Given data:
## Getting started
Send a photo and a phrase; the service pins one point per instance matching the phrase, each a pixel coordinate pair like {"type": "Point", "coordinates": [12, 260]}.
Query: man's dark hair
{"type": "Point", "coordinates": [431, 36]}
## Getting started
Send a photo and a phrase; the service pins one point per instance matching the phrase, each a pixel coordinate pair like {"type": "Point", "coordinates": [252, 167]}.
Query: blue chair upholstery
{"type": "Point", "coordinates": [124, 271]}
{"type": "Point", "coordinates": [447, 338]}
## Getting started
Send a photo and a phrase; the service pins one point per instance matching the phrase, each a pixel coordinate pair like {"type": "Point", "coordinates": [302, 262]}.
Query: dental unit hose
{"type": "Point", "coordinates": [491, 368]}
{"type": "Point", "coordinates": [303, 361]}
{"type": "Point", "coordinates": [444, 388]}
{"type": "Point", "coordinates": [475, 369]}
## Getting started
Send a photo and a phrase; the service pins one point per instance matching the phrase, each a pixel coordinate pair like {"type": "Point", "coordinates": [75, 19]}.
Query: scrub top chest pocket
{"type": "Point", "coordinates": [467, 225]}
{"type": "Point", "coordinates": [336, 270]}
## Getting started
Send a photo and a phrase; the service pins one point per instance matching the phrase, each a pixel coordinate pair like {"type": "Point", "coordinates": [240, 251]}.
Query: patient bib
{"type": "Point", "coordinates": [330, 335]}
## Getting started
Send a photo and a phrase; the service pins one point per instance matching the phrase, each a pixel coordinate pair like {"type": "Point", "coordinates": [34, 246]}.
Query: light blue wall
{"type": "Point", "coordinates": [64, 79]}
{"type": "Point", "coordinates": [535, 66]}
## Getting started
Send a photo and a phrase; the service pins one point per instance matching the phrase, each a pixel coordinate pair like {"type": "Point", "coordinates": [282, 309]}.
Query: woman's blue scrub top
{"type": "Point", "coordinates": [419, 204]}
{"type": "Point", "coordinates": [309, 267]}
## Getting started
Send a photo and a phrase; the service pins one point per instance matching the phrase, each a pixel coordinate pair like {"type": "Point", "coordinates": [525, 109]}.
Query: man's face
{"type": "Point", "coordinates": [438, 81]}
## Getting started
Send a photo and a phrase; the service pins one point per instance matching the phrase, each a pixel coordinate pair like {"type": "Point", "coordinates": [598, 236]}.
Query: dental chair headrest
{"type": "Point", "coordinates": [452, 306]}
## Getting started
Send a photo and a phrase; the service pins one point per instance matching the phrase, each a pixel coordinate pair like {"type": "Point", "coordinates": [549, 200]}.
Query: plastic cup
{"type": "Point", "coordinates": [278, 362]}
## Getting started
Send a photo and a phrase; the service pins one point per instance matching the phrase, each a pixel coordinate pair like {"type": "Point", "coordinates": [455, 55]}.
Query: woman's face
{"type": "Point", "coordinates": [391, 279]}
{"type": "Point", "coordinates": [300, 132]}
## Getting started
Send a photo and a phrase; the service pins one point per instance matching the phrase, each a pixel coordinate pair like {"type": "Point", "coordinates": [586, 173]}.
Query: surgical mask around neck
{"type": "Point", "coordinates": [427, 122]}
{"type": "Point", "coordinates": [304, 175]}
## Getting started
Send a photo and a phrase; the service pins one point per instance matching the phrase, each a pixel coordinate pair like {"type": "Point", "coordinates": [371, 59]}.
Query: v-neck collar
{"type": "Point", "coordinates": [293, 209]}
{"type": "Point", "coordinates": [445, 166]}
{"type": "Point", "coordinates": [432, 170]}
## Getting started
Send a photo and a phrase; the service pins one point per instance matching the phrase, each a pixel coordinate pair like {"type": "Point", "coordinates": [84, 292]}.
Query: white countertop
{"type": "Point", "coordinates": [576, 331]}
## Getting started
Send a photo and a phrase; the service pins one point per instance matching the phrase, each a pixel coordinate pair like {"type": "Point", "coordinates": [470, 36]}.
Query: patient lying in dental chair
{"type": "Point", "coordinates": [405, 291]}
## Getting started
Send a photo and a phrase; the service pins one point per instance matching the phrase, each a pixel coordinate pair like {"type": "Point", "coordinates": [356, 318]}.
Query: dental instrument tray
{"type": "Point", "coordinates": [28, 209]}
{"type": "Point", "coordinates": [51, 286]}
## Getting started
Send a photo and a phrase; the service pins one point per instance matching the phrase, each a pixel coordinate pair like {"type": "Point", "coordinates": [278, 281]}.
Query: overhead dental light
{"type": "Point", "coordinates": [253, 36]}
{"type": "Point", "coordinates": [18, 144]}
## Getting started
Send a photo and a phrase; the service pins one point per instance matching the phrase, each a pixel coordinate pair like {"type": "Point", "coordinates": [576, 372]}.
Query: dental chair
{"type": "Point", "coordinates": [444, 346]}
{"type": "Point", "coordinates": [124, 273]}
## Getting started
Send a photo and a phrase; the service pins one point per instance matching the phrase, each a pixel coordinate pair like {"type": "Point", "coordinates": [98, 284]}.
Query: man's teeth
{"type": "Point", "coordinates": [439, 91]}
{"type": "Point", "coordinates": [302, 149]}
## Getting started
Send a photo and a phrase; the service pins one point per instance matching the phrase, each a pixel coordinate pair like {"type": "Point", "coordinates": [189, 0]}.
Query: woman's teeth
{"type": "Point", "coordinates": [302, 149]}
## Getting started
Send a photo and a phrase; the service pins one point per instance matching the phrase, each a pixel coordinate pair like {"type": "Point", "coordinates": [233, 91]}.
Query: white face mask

What you are asked to do:
Print all of the data exactly as it was given.

Solution to the problem:
## Getting started
Send a photo and a phrase; the service pins one point per instance matching the phrase, each a pixel coordinate pair like {"type": "Point", "coordinates": [12, 260]}.
Query: man's dark hair
{"type": "Point", "coordinates": [431, 36]}
## Getting started
Send a photo and a phrase; the service pins one point per instance matching the phrase, each a pixel coordinate pair like {"type": "Point", "coordinates": [252, 167]}.
Query: blue chair upholstery
{"type": "Point", "coordinates": [124, 271]}
{"type": "Point", "coordinates": [447, 338]}
## Getting started
Send a photo and a phrase; the service pins one point per instance matching the phrase, each a pixel coordinate pair like {"type": "Point", "coordinates": [302, 262]}.
Query: dental unit hose
{"type": "Point", "coordinates": [491, 368]}
{"type": "Point", "coordinates": [303, 361]}
{"type": "Point", "coordinates": [444, 388]}
{"type": "Point", "coordinates": [475, 369]}
## Getting started
Send a photo and a phrase; the service pins one point per instance matching the phrase, each a pixel coordinate pair like {"type": "Point", "coordinates": [75, 19]}.
Query: scrub top chest pocket
{"type": "Point", "coordinates": [467, 225]}
{"type": "Point", "coordinates": [336, 270]}
## Getting started
Send a photo and a phrase; the service pins one point per instance matching the phrase, each a pixel coordinate pair like {"type": "Point", "coordinates": [240, 251]}.
Query: patient bib
{"type": "Point", "coordinates": [330, 335]}
## Getting started
Send a photo and a phrase; the service pins one point per instance matching the phrase, each a pixel coordinate pair like {"type": "Point", "coordinates": [34, 246]}.
Query: light blue wall
{"type": "Point", "coordinates": [64, 79]}
{"type": "Point", "coordinates": [535, 66]}
## Getting started
Send a photo and a phrase; the service pins one point per instance matching the phrase, each a pixel coordinate pair like {"type": "Point", "coordinates": [282, 309]}.
Query: woman's blue scrub top
{"type": "Point", "coordinates": [419, 204]}
{"type": "Point", "coordinates": [309, 267]}
## Getting started
Send a photo and a phrase; the service pins one point per instance matching the phrase, each a pixel coordinate pair like {"type": "Point", "coordinates": [525, 109]}.
Query: man's face
{"type": "Point", "coordinates": [438, 81]}
## Getting started
Send a photo and a phrase; the service pins one point per instance matching the phrase, each a pixel coordinate pair like {"type": "Point", "coordinates": [598, 236]}.
Query: dental chair headrest
{"type": "Point", "coordinates": [452, 306]}
## Getting started
Send a photo and a phrase; the service pins one point per instance matching the phrase, each a pixel coordinate pair like {"type": "Point", "coordinates": [549, 200]}.
Query: plastic cup
{"type": "Point", "coordinates": [278, 362]}
## Getting started
Send a photo and a phrase; the service pins one point per instance matching the phrase, each a pixel coordinate pair like {"type": "Point", "coordinates": [455, 55]}.
Query: woman's face
{"type": "Point", "coordinates": [391, 279]}
{"type": "Point", "coordinates": [300, 132]}
## Getting started
Send a photo and a phrase; the service pins one point per instance matching the phrase, each a pixel coordinate pair like {"type": "Point", "coordinates": [586, 173]}.
Query: surgical mask around neck
{"type": "Point", "coordinates": [427, 122]}
{"type": "Point", "coordinates": [304, 175]}
## Getting started
Send a photo and a phrase; the service pins one point per instance matching the phrase, each a pixel coordinate pair like {"type": "Point", "coordinates": [371, 59]}.
Query: v-neck collar
{"type": "Point", "coordinates": [293, 209]}
{"type": "Point", "coordinates": [445, 166]}
{"type": "Point", "coordinates": [432, 170]}
## Getting started
Send a photo and a phrase; the service pins one point per instance matching the phrase, each a pixel coordinate pair like {"type": "Point", "coordinates": [84, 292]}.
Query: white countertop
{"type": "Point", "coordinates": [576, 331]}
## Getting started
Send a photo and a phrase; the service pins one point per instance matching the phrase, each a pixel coordinate pair like {"type": "Point", "coordinates": [470, 36]}.
Query: patient lying in dental chair
{"type": "Point", "coordinates": [405, 291]}
## Getting started
Send a photo and a phrase; the service pins one point per instance matching the phrase, each a pixel coordinate pair like {"type": "Point", "coordinates": [356, 318]}.
Query: dental instrument tray
{"type": "Point", "coordinates": [28, 209]}
{"type": "Point", "coordinates": [51, 286]}
## Getting started
Send a photo and a phrase; the service pins one point per instance matching the phrase, each a pixel coordinate pair like {"type": "Point", "coordinates": [278, 281]}.
Query: overhead dental light
{"type": "Point", "coordinates": [253, 36]}
{"type": "Point", "coordinates": [18, 144]}
## Getting started
Send a photo and a phrase; the service pins one point per instance matching the phrase, each a pixel coordinate pair like {"type": "Point", "coordinates": [576, 372]}.
Query: dental chair
{"type": "Point", "coordinates": [444, 346]}
{"type": "Point", "coordinates": [124, 273]}
## Getting started
Send a photo and a phrase; the service pins one point per instance matching the phrase, each a pixel coordinate pair like {"type": "Point", "coordinates": [98, 284]}.
Query: man's teeth
{"type": "Point", "coordinates": [439, 91]}
{"type": "Point", "coordinates": [302, 149]}
## Getting started
Send a photo and a phrase; the service pins one point per instance matching the phrase, each a pixel coordinate pair like {"type": "Point", "coordinates": [189, 0]}.
Query: woman's teeth
{"type": "Point", "coordinates": [302, 149]}
## Getting started
Send a photo and a phrase; the service pins one point per instance matching the phrase, each a pixel coordinate pair like {"type": "Point", "coordinates": [233, 91]}.
Query: white face mask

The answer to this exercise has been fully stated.